- **Travail demandé**:
[1] D'après l'extrait sur Ariane Etienne, à quelle date prend-elle sa retraite ?
[2] Dans l'extrait sur Ariane Etienne, recopiez le passage qui commence à "Lieux:Suisse ; Allemagne" et se termine à "Michigan (Ann Arbor)" en substituant "Université du Michigan" à "University of Michigan".

Ariane Etienne prend sa retraite au 30 septembre 2000, et reçoit le titre de professeur honoraire de la Faculté. Ayant lutté pour obtenir une prolongation de bail pour le laboratoire, elle parvient à y faire continuer la recherche encore une année, le temps de terminer les deux thèses encore en cours; et des publications de l'équipe, fondées sur les dernières données sur l'animal, paraîtront jusqu'en 2004.
Ariane était une chercheuse passionnée: elle vivait pour la recherche. C'était au point qu'elle avait fait construire, à ses frais, dans les sous-sols de sa maison de Vandœuvres, une succursale du laboratoire, et des générations d'étudiants et d'assistants se souviennent d'être venus travailler sur l'orientation des hamsters dans cet endroit tout à fait inattendu. Une chercheuse passionnée, certes. Mais si on ne mentionnait que la carrière de chercheuse d'Ariane, on passerait entièrement à côté de la personne. Ariane était également une enseignante passionnée, avide de transmettre ce domaine qui la fascinait. Bärbel Inhelder, dans la lettre du 12 janvier 1968 où elle appuyait la candidature d'Ariane à Cambridge, soulignait déjà les qualités d'enseignante d'Ariane Etienne, qu'elle avait pu voir à l'œuvre car elle lui avait demandé de prendre en charge des heures de son cours. Outre l'éthologie classique, et les questions issues de son propre domaine de recherche, dans son enseignement Ariane Etienne a joué un rôle de pionnière en introduisant un cours d'éco-éthologie et de sociobiologie (l'étude éthologique du comportement social), tout à fait à la pointe dans le domaine de l'éthologie, alors que les idées de l'éco-éthologie peinent à s'imposer dans les milieux francophones des études biologiques du comportement, et encore plus parmi les sciences humaines.
Lieux:Suisse ; Allemagne ; Etats-Unis ; Angleterre
Fonctions et activités:ACTIVITE UNIVERSITAIRE
1960-1961 assistante au département de Neurophysiologie, University of Michigan (Ann Arbor)
1961-1964 boursière au Max Planck Institut für Verhaltensphysiologie, Seewisen
1965 chargée de recherche au Laboratoire de psychologie expérimentale, Genève
1966 chargée de cours en éthologie, Genève
1968-69 et 1970-72 boursière du FNRS et du SRC à la Faculté de Zoologie, Université de Cambridge
1972 professeur assistante à la FPSE
1976 professeur extraordinaire à la FPSE
1982 professeur ordinaire à la FPSE

ACTIVITE ASSOCIATIVE
membre de l’Association for the study of Animal Behaviour
membre de la European Brain and Behaviour Society
membre de la Société Suisse de Psychologie
membre du Conseil de la Ethologische Gesellschaft
membre de l’Association de la psychologie scientifique de langue française

ACTIVITE EDITORIALE
Editeur de “Behaviour” (international journal of comprative and experimental ethology)

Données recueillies
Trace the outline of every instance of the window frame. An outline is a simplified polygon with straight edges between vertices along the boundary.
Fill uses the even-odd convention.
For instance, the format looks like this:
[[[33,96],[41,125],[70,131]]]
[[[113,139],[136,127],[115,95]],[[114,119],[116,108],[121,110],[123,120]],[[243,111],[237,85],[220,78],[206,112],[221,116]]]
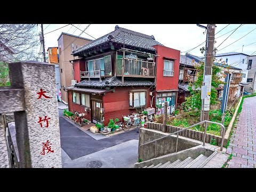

- **Corrigé par tâche**:
[1] Elle prend sa retraite au 30 septembre 2000.

[2]
Lieux:Suisse ; Allemagne ; Etats-Unis ; Angleterre
Fonctions et activités:ACTIVITE UNIVERSITAIRE
1960-1961 assistante au département de Neurophysiologie, Université du Michigan (Ann Arbor)